◆ SOURCE DOCUMENT
*****
Friday, April 11, 2014

Soviet cryptologic security failures in WWII – A sneak peak

I’ve already covered the cryptologic failures of the United States and Britain in WWII but I still haven’t covered the Soviet Union. According to Soviet/Russian sources their codes were impenetrable and the Germans were never able to compromise their high level communications links. Is that true?

Well I’m still researching this case and I haven’t copied all the available documents. Once I do I will write a detailed essay on Soviet codes.

For now here is a sneak peak:

Thursday, April 3, 2014

Some thoughts on Soviet tank reliability in WWII

The Eastern front was the largest land campaign of WWII and millions of soldiers fought and died there in the period 1941-45. Although infantry dominated the fighting both sides used a large number of tanks and armored vehicles and these played a big role in breakthrough operations. Most historians focus on the ‘paper’ characteristics of tanks and the production statistics however a very important aspect of complex weapon systems is their reliability and kill/loss ratio. In the East the Germans were always outnumbered but the exchange ratios were in their favor. I’ve often wondered of how much that has to do with poor reliability of Soviet equipment.

Here is something I read recently from ‘Moscow to Stalingrad: Decision in the East’ by Earl F. Ziemke, in page 363:
Active as it was, the Soviet armor was apparently not giving fully satisfactory performance at this stage, and in early August, it became the subject of the following Stalin order:

‘Our armored forces and their units frequently suffer greater losses through mechanical breakdowns than they do in battle. For example, at Stalingrad Front in six days twelve of our tank brigades lost 326 out of their 400 tanks. Of those about 260 owed to mechanical problems. Many of the tanks were abandoned on the battlefield. Similar instances can be observed on other fronts. Since such a high incidence of mechanical defects is implausible, the Supreme Headquarters sees in it covert sabotage and wrecking by certain elements in the tank crews who try to exploit small mechanical troubles to avoid battle.’
Henceforth, every tank leaving the battlefield for alleged mechanical reasons was to be gone over by technicians, and if sabotage was suspected, the crews were to be put into tank punishment companies or "degraded to the infantry" and put into infantry punishment companies.'"
*****
◆ SET TASK A
List each line in the rows below that contains the word "blade".

◆ GIVEN RECORDS
*****
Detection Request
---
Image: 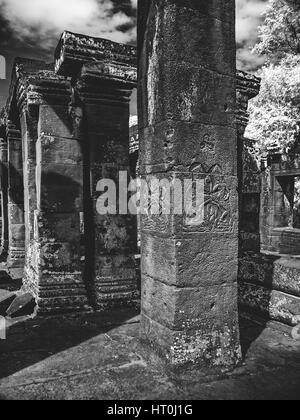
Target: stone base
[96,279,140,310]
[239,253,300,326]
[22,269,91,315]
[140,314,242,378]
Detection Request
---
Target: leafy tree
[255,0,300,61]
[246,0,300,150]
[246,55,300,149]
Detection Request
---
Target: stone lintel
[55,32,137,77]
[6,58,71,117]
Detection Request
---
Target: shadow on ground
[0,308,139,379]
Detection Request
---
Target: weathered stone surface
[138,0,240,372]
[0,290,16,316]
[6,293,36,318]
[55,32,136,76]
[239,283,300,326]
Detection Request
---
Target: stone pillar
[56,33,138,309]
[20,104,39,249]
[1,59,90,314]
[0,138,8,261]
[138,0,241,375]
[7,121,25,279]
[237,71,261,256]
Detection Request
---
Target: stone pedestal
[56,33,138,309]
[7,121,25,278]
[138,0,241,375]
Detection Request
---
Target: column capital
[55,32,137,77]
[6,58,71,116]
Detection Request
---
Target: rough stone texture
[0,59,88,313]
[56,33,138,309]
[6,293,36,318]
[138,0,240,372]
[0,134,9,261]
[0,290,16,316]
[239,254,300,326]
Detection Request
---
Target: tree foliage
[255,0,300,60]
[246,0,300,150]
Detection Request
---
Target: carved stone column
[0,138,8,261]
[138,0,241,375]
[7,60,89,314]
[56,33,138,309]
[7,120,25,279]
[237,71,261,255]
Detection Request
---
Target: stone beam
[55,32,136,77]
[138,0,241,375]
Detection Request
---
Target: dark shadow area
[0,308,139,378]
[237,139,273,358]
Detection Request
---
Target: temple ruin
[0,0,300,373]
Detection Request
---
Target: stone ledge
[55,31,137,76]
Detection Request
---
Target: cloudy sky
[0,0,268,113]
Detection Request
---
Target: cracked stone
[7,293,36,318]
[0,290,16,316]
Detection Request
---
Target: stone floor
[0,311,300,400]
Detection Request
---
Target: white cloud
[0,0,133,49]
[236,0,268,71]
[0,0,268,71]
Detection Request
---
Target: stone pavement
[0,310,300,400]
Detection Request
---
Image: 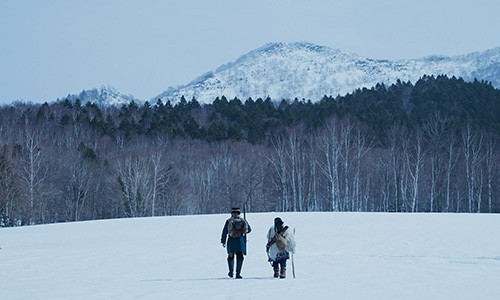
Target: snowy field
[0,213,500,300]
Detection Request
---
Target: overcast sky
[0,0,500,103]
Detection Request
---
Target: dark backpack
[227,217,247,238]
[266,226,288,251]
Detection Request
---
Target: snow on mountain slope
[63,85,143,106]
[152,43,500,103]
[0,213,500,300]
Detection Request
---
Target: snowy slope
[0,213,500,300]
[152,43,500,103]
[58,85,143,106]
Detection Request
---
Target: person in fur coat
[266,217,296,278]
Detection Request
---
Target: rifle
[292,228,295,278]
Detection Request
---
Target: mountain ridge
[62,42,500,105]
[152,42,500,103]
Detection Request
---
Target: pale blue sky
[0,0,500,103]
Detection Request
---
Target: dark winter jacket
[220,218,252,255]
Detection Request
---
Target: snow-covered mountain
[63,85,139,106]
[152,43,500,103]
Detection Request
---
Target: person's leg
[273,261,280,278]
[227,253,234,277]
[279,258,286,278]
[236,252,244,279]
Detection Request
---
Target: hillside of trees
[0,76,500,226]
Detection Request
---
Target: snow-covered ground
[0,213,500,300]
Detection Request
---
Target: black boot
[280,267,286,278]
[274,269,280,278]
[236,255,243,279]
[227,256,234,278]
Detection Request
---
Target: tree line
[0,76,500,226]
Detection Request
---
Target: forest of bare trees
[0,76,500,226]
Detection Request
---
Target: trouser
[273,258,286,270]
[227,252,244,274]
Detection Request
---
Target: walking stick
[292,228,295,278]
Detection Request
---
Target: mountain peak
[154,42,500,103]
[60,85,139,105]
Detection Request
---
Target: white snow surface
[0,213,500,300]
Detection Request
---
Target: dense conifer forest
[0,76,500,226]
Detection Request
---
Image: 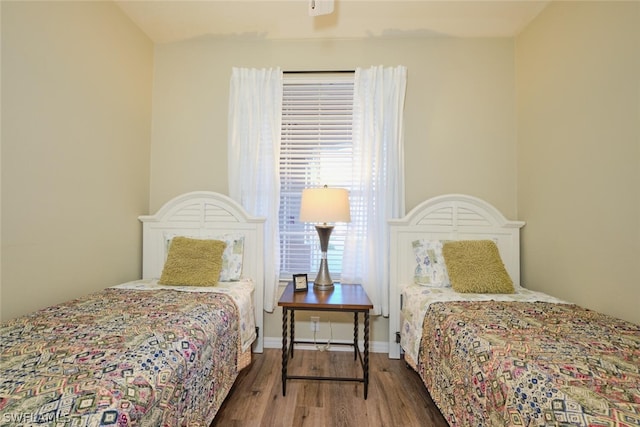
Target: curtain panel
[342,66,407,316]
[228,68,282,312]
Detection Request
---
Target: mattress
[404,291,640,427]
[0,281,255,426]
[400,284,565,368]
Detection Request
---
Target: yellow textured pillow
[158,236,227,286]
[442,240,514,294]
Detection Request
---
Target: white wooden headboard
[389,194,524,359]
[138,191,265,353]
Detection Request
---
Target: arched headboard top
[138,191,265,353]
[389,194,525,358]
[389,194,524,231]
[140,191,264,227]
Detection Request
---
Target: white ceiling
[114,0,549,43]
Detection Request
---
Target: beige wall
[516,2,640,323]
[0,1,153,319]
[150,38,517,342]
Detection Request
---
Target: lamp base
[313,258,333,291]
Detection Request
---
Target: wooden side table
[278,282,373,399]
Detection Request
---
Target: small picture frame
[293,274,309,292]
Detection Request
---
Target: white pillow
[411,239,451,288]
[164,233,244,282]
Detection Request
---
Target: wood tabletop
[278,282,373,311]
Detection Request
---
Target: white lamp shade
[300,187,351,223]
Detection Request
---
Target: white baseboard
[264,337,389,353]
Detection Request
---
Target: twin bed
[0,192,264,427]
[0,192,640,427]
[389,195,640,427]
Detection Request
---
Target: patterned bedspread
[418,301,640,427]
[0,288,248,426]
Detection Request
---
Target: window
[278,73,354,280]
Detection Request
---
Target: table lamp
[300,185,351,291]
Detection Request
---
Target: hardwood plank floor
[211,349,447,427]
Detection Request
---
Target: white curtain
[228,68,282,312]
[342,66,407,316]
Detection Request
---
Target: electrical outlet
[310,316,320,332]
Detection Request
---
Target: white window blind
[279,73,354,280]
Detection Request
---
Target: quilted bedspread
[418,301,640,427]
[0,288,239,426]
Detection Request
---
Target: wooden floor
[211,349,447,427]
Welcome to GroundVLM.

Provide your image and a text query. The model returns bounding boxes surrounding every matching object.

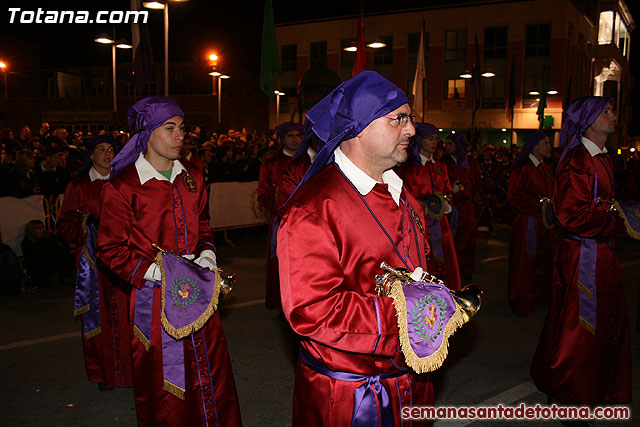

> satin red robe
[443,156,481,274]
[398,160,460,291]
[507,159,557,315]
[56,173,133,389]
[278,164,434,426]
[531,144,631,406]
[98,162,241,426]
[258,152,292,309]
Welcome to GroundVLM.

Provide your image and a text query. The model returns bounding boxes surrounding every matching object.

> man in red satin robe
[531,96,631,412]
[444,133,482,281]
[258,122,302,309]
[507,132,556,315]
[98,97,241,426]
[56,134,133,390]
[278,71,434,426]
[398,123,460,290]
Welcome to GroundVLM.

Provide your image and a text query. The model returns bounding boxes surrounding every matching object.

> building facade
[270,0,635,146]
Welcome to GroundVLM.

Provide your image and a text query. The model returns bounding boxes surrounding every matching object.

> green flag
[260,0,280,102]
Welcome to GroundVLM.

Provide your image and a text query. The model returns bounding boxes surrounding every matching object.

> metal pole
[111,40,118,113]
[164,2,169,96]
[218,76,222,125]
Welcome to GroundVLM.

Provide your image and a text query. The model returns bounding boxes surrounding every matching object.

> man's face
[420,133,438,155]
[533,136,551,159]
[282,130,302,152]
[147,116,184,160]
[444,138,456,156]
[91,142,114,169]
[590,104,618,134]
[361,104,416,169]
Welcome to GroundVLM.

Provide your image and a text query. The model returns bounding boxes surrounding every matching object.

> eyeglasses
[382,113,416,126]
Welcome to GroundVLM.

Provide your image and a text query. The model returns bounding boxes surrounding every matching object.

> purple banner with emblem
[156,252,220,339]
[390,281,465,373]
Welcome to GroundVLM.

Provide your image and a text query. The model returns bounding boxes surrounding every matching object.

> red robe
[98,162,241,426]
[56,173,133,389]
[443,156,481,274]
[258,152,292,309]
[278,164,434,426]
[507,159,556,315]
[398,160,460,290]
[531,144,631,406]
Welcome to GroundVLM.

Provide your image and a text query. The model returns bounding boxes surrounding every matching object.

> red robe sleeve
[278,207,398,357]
*****
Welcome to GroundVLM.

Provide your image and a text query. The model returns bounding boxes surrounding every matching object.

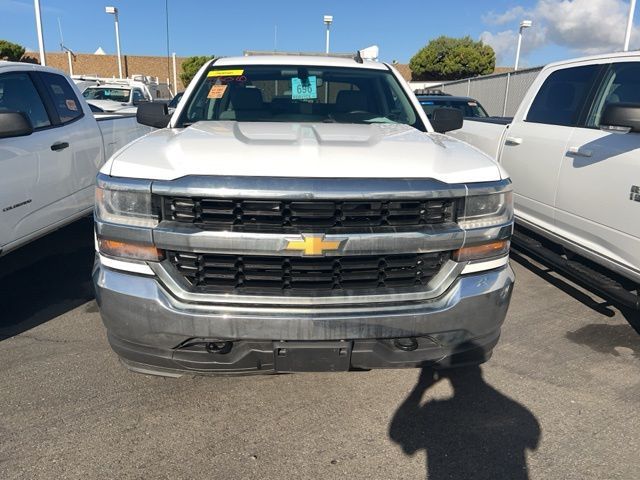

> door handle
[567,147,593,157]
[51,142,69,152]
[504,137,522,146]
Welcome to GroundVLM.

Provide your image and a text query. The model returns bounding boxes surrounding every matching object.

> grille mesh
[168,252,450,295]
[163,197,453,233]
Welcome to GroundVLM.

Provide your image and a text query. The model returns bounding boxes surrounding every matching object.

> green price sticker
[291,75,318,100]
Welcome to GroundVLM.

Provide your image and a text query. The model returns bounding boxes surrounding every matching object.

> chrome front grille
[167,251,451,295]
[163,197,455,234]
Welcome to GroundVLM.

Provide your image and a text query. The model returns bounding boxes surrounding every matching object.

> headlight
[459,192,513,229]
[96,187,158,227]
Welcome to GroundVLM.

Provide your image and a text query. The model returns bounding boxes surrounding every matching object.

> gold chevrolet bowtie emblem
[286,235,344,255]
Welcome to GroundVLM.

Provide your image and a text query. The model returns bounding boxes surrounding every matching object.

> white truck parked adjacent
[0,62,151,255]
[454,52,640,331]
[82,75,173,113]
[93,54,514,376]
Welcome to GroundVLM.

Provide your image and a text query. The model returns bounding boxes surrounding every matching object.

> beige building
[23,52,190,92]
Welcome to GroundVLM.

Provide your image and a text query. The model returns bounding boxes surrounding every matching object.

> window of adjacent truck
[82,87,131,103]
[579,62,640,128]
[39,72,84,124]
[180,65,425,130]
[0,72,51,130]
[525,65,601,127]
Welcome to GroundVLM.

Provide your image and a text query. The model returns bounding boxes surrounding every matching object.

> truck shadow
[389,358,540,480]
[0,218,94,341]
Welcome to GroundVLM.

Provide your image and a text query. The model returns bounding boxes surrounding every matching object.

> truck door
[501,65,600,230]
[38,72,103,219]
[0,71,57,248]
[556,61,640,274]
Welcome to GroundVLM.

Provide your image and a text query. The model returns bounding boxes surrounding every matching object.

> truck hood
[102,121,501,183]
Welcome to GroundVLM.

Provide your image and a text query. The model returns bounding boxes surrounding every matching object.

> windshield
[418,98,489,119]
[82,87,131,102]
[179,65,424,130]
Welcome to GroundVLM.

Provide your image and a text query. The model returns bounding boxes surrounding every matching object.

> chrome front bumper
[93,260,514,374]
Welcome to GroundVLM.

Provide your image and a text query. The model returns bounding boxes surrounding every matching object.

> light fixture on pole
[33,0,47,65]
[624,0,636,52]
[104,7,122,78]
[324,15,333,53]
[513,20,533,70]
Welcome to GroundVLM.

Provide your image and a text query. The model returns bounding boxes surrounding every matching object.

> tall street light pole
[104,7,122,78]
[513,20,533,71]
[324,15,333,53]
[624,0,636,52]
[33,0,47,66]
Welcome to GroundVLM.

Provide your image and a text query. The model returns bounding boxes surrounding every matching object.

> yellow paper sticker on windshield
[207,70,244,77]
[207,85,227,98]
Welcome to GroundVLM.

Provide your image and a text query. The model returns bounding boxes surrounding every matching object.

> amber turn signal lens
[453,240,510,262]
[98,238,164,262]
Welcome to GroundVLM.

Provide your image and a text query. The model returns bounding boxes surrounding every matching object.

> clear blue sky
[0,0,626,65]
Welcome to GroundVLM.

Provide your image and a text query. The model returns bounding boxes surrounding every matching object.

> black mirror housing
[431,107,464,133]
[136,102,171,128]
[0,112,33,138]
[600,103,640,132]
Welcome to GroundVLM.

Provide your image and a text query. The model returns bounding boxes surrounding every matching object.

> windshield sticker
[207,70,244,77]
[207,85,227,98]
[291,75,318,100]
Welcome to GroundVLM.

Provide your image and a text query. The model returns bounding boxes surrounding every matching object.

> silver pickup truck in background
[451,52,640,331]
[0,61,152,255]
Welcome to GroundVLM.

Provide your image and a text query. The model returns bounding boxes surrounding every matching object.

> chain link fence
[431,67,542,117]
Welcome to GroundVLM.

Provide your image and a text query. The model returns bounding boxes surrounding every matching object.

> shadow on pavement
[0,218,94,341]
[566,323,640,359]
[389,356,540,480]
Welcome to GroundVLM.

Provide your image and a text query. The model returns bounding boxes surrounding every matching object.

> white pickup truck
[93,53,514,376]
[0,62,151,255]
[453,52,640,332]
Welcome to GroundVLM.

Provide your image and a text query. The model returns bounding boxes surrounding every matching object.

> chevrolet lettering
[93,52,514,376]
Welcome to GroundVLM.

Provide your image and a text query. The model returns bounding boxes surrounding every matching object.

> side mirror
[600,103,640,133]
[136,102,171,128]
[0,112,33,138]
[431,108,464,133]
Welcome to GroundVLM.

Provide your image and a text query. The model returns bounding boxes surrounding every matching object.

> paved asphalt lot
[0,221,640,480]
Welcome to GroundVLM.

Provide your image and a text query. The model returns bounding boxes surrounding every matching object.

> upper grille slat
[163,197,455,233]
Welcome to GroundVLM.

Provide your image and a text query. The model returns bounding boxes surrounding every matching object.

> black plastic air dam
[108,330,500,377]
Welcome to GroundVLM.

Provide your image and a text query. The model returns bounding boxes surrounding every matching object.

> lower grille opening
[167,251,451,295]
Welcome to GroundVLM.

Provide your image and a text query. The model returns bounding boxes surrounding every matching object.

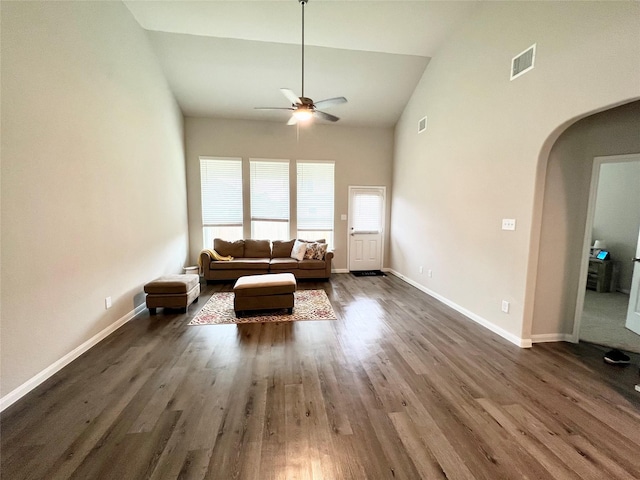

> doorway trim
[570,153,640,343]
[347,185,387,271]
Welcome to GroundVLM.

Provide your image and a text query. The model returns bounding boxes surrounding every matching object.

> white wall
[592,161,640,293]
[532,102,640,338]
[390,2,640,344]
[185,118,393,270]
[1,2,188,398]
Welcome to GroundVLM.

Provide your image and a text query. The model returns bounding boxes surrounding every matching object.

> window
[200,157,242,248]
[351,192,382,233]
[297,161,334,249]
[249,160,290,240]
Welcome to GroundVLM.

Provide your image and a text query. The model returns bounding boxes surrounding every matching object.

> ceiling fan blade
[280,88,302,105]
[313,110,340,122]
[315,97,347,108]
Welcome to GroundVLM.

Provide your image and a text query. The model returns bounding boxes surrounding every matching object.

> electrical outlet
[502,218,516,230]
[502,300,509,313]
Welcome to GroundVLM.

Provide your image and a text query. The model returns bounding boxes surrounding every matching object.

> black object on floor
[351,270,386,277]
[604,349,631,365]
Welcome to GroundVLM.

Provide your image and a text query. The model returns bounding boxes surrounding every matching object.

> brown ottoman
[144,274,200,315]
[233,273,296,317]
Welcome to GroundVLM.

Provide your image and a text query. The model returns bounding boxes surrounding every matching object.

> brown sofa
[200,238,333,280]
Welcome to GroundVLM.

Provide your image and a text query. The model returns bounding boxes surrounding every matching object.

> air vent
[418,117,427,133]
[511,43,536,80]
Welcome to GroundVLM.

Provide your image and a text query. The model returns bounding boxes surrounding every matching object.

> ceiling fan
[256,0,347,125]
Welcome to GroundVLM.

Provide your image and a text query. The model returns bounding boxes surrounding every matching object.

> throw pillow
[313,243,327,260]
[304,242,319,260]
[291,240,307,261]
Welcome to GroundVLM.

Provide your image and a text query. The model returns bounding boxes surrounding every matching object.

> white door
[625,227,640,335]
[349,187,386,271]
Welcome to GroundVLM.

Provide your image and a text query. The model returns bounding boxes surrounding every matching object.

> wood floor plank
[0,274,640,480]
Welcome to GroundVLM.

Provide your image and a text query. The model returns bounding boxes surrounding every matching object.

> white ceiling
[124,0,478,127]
*****
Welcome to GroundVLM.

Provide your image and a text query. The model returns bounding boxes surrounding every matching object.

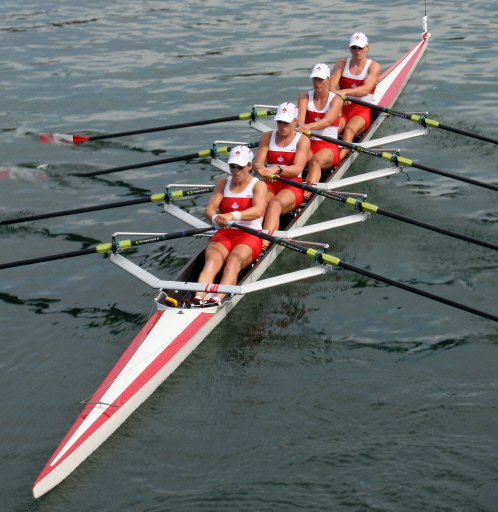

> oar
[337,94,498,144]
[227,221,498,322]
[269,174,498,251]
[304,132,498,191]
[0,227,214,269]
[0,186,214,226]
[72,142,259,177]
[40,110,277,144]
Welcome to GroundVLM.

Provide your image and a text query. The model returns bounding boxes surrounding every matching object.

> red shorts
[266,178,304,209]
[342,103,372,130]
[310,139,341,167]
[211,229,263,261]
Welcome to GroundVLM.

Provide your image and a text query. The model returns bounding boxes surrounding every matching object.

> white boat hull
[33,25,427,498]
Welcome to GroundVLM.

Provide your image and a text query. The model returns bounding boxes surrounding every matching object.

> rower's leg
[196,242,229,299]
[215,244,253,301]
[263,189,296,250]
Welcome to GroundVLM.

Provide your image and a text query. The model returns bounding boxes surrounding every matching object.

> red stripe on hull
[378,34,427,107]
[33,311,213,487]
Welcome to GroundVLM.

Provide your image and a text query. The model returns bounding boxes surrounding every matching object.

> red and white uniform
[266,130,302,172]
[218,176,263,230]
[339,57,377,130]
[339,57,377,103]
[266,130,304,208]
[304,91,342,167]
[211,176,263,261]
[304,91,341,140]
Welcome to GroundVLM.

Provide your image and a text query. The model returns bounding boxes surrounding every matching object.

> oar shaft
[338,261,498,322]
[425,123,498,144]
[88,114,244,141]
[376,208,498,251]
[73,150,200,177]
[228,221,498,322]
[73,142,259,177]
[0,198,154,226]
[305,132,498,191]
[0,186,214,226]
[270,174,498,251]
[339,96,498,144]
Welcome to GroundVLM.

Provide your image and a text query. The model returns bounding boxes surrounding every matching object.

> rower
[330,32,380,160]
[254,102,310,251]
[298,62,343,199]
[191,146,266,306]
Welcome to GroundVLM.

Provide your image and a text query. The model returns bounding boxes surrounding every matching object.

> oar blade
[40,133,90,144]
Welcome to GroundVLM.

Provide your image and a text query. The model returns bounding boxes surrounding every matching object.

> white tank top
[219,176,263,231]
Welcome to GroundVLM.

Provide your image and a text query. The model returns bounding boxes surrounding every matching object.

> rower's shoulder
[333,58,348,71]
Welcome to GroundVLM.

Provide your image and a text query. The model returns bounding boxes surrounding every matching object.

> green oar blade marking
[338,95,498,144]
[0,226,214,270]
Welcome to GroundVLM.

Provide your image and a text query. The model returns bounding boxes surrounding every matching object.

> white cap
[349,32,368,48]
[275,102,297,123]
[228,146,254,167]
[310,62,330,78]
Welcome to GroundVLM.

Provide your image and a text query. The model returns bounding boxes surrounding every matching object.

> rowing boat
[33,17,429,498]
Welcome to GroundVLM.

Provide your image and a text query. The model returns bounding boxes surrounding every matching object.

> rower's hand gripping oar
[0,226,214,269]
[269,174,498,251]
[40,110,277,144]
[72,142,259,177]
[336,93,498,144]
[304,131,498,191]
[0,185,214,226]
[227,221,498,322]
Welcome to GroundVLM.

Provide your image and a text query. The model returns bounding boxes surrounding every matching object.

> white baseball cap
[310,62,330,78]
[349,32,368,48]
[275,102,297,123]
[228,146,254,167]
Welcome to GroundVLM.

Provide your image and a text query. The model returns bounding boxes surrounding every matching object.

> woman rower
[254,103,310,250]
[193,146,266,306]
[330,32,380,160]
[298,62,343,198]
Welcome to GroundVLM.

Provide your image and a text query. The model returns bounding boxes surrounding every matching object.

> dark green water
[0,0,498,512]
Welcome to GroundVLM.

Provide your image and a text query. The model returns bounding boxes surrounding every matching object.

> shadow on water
*****
◆ SET TASK B
Return the passage from the post above that starts at "Soviet cryptologic security" and ends at "on Soviet codes.", copied word for word.

◆ EXERCISE ANSWER A
> ceiling fan blade
> oar blade
> green oar blade marking

◆ EXERCISE ANSWER B
Soviet cryptologic security failures in WWII – A sneak peak

I’ve already covered the cryptologic failures of the United States and Britain in WWII but I still haven’t covered the Soviet Union. According to Soviet/Russian sources their codes were impenetrable and the Germans were never able to compromise their high level communications links. Is that true?

Well I’m still researching this case and I haven’t copied all the available documents. Once I do I will write a detailed essay on Soviet codes.